::: Source text :::
How to mine ICP language for SaaS keyword research
Written by Olayinka Olayokun·Published ·Updated ·Verified
ICP language mining is the qualitative research practice of collecting the exact phrasing the ideal customer profile uses to describe a SaaS problem — pulled from sales calls, support tickets, reviews, and community discussions — before any keyword tool is opened.
Summary and key takeaways
The keywords that convert are the ones your ICP actually uses, and most of them are not in Ahrefs or Semrush. Pull a Slack history search, read 20 support tickets, scrape 50 G2 reviews of your competitors, and listen to 5 sales calls. The phrases that come up 3+ times across those sources are your real keyword universe — tool-based keyword research only refines what ICP mining surfaces.
- •Mine sales calls, support tickets, reviews, and Reddit before opening any keyword tool.
- •Phrases that recur 3+ times across independent sources are higher-converting than tool-derived keywords.
::: Raw data :::
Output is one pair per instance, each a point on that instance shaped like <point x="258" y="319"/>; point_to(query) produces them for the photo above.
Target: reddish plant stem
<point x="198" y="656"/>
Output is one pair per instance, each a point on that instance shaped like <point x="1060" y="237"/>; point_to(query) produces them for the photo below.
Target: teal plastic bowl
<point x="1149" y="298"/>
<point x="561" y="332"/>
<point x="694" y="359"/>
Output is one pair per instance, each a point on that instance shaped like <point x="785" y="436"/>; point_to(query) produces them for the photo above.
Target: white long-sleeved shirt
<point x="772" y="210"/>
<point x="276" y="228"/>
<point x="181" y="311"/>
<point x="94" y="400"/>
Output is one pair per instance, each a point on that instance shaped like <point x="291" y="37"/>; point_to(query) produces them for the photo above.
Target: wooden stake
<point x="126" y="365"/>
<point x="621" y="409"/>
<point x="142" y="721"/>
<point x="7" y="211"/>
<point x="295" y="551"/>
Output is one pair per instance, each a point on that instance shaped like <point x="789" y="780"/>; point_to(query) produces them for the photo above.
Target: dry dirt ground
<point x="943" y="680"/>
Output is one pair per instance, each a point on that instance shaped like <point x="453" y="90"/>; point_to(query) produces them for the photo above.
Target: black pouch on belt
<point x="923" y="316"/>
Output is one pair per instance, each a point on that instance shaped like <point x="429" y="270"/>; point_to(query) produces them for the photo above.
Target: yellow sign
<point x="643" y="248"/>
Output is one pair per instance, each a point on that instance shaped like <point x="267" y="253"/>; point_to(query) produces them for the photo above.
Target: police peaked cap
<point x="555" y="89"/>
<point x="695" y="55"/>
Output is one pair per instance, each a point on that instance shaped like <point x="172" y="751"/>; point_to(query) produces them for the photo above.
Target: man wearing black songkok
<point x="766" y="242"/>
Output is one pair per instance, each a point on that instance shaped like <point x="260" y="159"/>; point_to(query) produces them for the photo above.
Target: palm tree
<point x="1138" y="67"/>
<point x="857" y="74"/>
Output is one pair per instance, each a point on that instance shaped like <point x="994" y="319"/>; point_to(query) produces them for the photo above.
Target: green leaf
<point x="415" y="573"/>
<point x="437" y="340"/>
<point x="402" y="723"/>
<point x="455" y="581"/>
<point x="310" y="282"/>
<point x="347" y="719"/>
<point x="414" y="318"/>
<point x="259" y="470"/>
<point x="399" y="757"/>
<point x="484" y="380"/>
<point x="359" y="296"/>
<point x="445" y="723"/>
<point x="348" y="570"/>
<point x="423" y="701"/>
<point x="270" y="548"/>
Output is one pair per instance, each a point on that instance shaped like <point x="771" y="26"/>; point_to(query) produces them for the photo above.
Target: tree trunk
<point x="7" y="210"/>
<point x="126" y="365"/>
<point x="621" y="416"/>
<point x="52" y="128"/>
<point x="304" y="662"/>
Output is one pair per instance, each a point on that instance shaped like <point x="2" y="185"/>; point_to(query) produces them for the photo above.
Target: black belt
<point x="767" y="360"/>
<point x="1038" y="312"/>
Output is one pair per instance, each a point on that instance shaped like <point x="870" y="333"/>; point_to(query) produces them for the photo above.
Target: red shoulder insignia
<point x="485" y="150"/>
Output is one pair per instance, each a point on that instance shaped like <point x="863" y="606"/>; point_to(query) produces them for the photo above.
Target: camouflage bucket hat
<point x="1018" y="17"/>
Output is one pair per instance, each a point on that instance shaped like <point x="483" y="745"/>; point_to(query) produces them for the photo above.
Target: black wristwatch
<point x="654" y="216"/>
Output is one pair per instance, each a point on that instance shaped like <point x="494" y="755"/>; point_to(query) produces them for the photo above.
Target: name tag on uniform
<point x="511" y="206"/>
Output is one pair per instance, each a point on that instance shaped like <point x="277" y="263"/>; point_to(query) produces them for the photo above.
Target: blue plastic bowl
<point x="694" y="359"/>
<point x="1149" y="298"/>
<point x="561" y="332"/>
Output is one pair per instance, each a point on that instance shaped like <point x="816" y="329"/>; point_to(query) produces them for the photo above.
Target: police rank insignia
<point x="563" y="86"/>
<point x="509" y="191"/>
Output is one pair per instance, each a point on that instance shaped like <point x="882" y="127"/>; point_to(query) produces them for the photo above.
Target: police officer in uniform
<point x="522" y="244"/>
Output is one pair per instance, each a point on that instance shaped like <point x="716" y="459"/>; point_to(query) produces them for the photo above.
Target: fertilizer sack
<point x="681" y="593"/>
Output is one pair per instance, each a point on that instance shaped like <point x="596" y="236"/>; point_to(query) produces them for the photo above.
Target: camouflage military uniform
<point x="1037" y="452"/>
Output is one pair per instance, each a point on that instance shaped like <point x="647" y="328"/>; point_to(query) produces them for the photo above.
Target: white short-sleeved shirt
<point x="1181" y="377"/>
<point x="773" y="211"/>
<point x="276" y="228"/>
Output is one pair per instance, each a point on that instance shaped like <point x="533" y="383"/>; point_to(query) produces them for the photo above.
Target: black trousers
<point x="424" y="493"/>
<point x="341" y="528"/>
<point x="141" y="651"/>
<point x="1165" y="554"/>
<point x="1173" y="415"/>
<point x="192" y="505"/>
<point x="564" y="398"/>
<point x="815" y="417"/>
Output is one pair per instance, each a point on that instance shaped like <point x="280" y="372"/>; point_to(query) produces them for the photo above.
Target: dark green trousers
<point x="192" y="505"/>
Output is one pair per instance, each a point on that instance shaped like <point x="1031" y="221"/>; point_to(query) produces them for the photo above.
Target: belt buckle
:::
Actions to take:
a – From the article on ICP language mining, copy out the stretch from "Summary and key" through "any keyword tool." word for word.
b – Pick up the article on ICP language mining where it stops and keep writing it.
The records come from a separate source.

The answers:
a –
Summary and key takeaways
The keywords that convert are the ones your ICP actually uses, and most of them are not in Ahrefs or Semrush. Pull a Slack history search, read 20 support tickets, scrape 50 G2 reviews of your competitors, and listen to 5 sales calls. The phrases that come up 3+ times across those sources are your real keyword universe — tool-based keyword research only refines what ICP mining surfaces.
- •Mine sales calls, support tickets, reviews, and Reddit before opening any keyword tool.

b –
- •Buyers describe problems in jobs-to-be-done language, not category language — 'send invoices that get paid', not 'invoicing software'.
- •Competitor review sites (G2, Capterra) are the most underused source — buyers explain why they switched, in their own words.
- •Long-tail ICP phrases convert 2–5x better than head-term equivalents because intent is unambiguous.
In plain English ·ICP language mining surfaces the verbatim phrasing SaaS buyers use to describe problems — from sales calls, support tickets, Reddit, and review sites — before any keyword tool is consulted. The phrases that recur are higher-converting than tool-derived keywords because they match real buyer mental models.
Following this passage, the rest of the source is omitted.